[Position identification lines]
* * *

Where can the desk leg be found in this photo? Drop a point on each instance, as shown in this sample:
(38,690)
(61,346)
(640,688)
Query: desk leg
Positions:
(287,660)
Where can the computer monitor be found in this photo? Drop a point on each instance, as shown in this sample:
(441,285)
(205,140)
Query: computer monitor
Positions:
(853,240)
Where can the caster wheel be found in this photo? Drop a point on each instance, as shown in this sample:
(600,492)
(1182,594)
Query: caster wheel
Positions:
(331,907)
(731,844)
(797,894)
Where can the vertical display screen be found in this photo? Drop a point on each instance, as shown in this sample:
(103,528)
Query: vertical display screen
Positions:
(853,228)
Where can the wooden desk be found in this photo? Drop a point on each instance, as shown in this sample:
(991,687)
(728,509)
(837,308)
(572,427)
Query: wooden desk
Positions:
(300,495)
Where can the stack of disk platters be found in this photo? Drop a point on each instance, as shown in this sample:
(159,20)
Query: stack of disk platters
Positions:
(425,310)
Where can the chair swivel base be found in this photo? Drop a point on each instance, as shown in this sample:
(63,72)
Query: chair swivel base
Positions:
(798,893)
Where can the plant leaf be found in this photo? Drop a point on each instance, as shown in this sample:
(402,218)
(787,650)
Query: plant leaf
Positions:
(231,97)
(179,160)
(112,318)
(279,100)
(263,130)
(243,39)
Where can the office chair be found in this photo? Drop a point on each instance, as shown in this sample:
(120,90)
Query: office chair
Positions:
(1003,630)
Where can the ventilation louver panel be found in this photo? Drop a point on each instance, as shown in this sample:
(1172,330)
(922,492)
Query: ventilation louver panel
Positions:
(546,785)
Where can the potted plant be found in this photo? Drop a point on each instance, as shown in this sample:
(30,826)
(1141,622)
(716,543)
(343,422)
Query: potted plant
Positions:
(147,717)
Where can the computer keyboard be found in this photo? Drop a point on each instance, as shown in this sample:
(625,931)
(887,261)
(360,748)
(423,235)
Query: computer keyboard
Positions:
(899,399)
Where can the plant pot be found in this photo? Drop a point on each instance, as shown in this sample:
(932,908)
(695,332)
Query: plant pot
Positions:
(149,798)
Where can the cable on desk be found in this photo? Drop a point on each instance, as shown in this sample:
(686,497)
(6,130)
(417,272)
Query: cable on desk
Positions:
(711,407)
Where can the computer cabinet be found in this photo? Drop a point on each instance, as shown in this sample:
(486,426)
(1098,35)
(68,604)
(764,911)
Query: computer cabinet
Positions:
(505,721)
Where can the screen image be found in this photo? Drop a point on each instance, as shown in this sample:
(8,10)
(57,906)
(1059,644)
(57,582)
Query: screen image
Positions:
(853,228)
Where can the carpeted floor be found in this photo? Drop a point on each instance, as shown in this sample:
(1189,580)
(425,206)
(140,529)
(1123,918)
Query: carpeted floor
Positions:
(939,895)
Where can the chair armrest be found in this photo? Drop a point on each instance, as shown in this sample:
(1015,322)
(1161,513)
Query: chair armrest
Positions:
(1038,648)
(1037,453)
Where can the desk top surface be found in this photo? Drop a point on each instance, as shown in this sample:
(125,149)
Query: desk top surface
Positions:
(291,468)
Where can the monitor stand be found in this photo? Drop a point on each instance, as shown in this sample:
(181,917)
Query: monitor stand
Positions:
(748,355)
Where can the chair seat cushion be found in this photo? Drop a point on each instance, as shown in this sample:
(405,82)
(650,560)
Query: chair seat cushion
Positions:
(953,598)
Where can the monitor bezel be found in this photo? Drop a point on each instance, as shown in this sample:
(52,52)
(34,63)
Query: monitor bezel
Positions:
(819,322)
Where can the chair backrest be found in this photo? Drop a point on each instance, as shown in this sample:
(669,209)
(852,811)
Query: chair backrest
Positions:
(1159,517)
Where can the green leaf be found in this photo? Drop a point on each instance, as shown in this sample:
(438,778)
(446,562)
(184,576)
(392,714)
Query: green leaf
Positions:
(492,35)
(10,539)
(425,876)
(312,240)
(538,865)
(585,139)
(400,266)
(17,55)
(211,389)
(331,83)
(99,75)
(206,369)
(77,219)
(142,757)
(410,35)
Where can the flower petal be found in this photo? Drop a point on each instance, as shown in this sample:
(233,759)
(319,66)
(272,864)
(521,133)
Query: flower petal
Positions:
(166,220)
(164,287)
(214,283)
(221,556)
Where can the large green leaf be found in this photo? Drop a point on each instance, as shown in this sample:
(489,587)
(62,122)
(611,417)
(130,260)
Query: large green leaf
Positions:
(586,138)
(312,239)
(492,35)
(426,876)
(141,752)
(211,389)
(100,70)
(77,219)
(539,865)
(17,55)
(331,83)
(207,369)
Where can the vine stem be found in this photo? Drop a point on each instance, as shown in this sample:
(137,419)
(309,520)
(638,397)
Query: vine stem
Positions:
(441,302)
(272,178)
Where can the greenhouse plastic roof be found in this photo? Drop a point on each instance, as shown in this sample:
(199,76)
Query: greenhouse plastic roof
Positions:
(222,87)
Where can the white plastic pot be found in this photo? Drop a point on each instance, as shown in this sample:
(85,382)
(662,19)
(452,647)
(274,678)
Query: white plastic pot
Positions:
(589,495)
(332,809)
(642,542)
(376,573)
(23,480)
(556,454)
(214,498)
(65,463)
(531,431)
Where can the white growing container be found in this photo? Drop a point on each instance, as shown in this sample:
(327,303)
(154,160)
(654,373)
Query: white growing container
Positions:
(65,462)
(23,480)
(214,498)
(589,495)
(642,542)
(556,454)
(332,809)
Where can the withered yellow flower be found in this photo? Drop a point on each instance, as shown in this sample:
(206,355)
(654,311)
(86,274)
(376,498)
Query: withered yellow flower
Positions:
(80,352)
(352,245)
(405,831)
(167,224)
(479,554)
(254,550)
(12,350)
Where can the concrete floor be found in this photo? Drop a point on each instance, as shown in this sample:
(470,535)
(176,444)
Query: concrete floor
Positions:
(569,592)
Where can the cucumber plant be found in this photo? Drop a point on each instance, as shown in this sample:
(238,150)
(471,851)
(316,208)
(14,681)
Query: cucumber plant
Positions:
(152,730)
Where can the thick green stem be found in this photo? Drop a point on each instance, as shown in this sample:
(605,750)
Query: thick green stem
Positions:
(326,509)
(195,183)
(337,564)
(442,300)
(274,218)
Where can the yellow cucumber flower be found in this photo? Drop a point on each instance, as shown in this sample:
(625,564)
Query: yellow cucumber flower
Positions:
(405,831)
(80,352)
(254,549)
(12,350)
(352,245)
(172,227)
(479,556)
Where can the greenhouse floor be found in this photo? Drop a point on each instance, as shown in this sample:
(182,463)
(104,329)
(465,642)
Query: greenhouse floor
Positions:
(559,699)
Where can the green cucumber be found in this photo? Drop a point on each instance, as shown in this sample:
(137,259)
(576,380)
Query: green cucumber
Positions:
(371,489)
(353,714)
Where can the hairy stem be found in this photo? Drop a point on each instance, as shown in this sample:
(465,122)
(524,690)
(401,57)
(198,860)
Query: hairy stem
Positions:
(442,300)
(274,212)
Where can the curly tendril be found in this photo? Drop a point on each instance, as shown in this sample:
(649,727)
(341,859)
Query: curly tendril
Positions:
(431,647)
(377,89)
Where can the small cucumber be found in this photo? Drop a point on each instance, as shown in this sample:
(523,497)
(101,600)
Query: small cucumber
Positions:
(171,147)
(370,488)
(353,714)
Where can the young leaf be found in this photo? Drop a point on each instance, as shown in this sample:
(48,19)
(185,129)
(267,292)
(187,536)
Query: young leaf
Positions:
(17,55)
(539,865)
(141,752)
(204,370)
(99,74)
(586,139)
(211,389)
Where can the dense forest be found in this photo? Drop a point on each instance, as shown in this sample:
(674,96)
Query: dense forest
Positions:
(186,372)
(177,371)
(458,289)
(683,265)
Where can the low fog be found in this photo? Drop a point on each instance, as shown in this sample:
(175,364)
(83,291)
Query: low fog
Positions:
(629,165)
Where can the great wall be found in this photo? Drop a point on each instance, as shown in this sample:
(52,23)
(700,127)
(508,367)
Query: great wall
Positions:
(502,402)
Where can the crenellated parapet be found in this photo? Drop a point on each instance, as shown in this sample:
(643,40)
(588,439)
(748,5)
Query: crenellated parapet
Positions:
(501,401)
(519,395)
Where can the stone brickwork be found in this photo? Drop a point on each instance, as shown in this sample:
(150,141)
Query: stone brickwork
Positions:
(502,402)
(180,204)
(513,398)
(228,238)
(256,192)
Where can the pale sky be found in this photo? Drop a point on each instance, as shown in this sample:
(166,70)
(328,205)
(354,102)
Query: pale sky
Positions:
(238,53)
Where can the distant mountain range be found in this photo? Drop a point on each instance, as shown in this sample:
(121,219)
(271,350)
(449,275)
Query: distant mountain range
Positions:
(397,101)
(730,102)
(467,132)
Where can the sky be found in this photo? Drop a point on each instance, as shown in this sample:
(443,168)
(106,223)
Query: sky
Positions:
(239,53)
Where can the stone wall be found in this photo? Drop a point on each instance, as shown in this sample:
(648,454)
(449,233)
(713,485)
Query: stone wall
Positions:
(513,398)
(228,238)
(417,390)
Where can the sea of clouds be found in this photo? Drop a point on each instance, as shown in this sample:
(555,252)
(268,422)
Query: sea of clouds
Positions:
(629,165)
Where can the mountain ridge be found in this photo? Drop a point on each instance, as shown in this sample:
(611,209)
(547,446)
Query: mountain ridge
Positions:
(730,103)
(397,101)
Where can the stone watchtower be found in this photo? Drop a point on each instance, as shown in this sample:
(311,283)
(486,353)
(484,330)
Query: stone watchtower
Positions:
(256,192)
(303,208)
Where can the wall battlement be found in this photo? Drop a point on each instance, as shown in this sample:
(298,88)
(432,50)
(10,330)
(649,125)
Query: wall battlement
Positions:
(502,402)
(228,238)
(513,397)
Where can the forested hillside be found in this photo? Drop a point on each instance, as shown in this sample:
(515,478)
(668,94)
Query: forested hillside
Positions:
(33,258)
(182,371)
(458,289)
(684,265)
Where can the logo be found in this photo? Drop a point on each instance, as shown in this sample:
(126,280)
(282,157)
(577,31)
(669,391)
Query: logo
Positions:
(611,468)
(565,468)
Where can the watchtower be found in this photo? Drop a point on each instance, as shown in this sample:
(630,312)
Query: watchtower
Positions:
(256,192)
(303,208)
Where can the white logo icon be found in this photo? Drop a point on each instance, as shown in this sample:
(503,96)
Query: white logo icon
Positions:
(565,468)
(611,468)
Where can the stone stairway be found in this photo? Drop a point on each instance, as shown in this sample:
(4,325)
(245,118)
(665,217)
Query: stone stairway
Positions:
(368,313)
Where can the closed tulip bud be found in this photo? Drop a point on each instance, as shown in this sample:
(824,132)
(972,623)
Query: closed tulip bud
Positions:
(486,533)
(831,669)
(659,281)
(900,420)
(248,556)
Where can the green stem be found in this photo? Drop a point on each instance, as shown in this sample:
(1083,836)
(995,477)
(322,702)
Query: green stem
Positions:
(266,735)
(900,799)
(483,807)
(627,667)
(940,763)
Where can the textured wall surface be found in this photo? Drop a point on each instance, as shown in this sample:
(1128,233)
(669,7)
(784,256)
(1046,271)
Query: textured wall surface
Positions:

* * *

▶ Short problem
Reproduce every line from the one containing "Where can the forested" through the last line, inclusive, and offset each number in the answer coordinates by -24.

▶ Finished task
Where can the forested hillside be found in this photo? Drop a point on each instance, as shown in this sample:
(515,478)
(668,94)
Query: forested hillside
Positions:
(9,234)
(158,347)
(434,265)
(660,241)
Where can the logo be found in this photo? Drop a point on each instance, as shown in this sample:
(126,280)
(282,157)
(577,31)
(669,391)
Query: logo
Positions:
(587,444)
(541,444)
Where can the watchtower be found in this photo? Drop a point on each instance, as shown in this sample:
(630,312)
Query: watchtower
Positions:
(232,168)
(279,184)
Where can the white logo icon be found in this photo? Drop a point on each instance, as shown in this sample:
(503,96)
Query: white logo icon
Positions:
(541,444)
(587,444)
Where can the stone stairway be found in this photo? Drop a point on each instance, as shown in this sample:
(4,325)
(245,118)
(665,217)
Query: stone stairway
Positions:
(344,289)
Where can the closed tulip bud be found in this photo? Drop a point on each instance, as shown in this sample:
(824,132)
(972,623)
Query: closed tulip bud
Positions:
(462,509)
(807,645)
(635,257)
(876,396)
(224,532)
Where can the green stem be found in this photo? Drop a point on each instance, as shown in this sample:
(1083,836)
(995,477)
(322,702)
Query: green stem
Positions:
(242,711)
(876,775)
(459,783)
(603,643)
(916,739)
Where can the textured wall surface be found in this photo? Drop a point on each instance, as shown in this sample:
(1128,233)
(669,7)
(784,256)
(1046,271)
Query: textured wall surface
Positions:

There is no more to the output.